■ **TASK TO CARRY OUT**:
Every line below from the one containing "Each <instance> block may" through the one containing "box: [580, 107, 602, 115]" must be transcribed exactly. Omit all lines outside that stretch.
---
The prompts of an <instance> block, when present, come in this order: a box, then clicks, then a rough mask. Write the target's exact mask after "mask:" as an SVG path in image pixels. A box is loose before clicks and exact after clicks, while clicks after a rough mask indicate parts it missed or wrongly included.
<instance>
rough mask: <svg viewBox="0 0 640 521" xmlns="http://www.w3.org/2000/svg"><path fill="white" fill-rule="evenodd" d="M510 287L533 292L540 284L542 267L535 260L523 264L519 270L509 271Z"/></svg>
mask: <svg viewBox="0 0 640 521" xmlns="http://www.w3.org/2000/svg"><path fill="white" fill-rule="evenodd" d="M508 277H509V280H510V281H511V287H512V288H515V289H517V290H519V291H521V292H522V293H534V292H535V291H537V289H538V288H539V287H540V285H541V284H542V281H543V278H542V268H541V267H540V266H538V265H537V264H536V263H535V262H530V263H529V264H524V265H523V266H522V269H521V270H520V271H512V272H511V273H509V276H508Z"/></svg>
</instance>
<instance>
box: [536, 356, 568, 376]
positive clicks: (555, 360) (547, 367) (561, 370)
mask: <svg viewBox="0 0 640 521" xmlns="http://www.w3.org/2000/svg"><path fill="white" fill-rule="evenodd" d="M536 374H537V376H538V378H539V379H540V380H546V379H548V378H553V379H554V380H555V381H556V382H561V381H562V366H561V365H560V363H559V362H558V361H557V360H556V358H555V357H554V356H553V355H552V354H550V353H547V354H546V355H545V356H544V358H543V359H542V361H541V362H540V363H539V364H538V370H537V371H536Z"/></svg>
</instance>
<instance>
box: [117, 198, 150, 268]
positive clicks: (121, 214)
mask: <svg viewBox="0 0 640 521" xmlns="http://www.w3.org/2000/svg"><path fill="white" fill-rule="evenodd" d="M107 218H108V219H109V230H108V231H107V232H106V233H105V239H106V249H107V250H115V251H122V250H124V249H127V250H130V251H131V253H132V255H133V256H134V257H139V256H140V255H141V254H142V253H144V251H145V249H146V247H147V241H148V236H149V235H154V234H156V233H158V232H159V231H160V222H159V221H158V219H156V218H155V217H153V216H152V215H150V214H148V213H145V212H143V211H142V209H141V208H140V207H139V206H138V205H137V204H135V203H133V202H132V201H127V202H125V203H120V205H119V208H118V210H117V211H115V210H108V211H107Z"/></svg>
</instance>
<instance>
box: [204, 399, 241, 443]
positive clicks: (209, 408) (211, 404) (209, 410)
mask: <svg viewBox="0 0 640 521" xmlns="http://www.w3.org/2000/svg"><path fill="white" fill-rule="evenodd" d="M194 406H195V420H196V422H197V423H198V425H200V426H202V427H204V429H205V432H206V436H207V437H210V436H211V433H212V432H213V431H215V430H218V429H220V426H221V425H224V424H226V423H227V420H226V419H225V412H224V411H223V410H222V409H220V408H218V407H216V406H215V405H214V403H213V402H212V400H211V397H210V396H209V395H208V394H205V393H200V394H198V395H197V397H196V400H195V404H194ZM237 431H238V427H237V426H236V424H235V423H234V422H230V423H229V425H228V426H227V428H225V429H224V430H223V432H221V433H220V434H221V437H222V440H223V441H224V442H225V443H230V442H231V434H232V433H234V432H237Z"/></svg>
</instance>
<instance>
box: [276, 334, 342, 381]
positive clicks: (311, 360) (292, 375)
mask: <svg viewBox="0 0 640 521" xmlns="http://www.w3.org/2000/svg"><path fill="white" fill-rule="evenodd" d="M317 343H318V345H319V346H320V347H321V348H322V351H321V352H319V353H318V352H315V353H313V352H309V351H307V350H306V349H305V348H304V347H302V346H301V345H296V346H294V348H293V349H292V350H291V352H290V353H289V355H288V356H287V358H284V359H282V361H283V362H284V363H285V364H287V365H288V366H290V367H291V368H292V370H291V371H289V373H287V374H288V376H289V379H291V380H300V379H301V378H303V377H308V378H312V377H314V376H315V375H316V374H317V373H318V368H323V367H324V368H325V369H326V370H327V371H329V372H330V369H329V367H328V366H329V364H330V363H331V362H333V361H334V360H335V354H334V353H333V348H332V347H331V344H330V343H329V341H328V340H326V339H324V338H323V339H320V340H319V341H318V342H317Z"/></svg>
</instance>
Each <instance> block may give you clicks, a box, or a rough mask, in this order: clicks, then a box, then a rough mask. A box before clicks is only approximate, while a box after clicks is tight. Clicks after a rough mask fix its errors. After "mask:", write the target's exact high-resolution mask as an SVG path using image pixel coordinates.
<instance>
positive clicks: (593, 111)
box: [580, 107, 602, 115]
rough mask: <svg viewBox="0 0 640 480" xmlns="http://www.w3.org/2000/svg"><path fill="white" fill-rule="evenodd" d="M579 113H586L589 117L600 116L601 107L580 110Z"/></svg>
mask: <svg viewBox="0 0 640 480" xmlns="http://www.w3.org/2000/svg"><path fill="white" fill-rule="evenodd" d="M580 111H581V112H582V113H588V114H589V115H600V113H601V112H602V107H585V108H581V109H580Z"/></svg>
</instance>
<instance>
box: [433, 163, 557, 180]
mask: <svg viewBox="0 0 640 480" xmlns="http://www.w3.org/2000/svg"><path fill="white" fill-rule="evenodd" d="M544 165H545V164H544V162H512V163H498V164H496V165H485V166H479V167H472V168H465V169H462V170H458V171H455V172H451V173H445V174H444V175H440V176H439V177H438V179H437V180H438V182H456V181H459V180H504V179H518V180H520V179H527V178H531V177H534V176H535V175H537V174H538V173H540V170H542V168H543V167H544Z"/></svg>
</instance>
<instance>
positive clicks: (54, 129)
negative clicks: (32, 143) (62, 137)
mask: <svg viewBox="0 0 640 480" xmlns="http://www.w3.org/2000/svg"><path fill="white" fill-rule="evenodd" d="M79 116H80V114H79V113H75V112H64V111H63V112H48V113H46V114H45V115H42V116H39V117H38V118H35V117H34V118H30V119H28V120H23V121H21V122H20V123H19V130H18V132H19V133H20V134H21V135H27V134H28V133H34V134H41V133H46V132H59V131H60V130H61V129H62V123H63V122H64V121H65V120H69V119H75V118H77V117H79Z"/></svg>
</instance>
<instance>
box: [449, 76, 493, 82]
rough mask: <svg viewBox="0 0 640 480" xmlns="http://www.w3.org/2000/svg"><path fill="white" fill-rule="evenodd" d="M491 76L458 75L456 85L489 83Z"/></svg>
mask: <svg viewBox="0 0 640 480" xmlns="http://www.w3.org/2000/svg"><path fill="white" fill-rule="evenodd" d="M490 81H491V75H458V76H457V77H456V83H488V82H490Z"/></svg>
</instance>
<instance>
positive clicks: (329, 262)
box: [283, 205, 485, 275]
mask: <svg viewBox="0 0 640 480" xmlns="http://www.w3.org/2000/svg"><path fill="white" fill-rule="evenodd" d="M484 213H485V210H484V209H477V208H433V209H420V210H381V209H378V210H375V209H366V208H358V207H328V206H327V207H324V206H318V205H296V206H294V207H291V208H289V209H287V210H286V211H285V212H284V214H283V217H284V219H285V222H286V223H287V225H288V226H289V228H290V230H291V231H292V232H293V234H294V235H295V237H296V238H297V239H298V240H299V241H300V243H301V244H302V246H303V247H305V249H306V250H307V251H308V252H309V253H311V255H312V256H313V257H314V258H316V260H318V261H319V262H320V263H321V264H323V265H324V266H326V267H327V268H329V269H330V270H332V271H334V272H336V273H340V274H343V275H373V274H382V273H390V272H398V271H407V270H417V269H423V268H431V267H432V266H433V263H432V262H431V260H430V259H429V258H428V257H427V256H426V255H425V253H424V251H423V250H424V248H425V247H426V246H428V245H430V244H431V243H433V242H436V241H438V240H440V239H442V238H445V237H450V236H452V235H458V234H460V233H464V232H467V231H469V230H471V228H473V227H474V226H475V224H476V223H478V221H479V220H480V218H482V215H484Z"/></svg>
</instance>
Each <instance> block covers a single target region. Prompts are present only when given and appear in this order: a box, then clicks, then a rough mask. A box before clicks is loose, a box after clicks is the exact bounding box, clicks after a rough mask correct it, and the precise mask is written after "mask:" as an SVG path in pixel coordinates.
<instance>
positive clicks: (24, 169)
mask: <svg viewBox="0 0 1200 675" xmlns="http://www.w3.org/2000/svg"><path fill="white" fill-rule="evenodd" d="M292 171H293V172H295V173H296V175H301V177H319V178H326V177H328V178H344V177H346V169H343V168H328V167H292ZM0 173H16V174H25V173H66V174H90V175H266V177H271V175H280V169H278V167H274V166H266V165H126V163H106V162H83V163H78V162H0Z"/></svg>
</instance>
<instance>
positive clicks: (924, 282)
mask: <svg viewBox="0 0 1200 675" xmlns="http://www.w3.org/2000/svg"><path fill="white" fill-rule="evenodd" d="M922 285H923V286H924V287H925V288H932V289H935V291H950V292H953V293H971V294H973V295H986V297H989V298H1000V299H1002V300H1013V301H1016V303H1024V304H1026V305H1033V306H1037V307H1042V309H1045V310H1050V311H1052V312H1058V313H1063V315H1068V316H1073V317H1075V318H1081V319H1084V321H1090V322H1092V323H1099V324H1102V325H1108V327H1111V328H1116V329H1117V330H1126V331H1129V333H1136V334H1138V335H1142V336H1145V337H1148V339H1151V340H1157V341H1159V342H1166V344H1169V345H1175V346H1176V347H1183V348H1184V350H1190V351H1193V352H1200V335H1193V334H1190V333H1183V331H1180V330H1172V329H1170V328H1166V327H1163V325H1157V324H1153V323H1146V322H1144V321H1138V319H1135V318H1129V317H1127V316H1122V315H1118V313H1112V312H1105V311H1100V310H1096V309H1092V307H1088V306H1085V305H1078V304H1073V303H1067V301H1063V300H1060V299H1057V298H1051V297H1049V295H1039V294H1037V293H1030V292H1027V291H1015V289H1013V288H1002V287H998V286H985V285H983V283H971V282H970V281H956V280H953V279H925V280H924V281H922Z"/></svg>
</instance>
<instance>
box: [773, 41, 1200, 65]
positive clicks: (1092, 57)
---
■ **EXERCISE SOLUTION**:
Each <instance> block may give you clicks, a box, or a rough mask, in this order: clicks, then a box, then a rough mask. A box before clicks is only approximate, while a box after clicks is tight. Clicks after a rough mask fix its errors. After "mask:", write the target's exact high-resolution mask as an SVG path using image pixel coordinates.
<instance>
positive clicks: (593, 111)
box: [580, 107, 602, 115]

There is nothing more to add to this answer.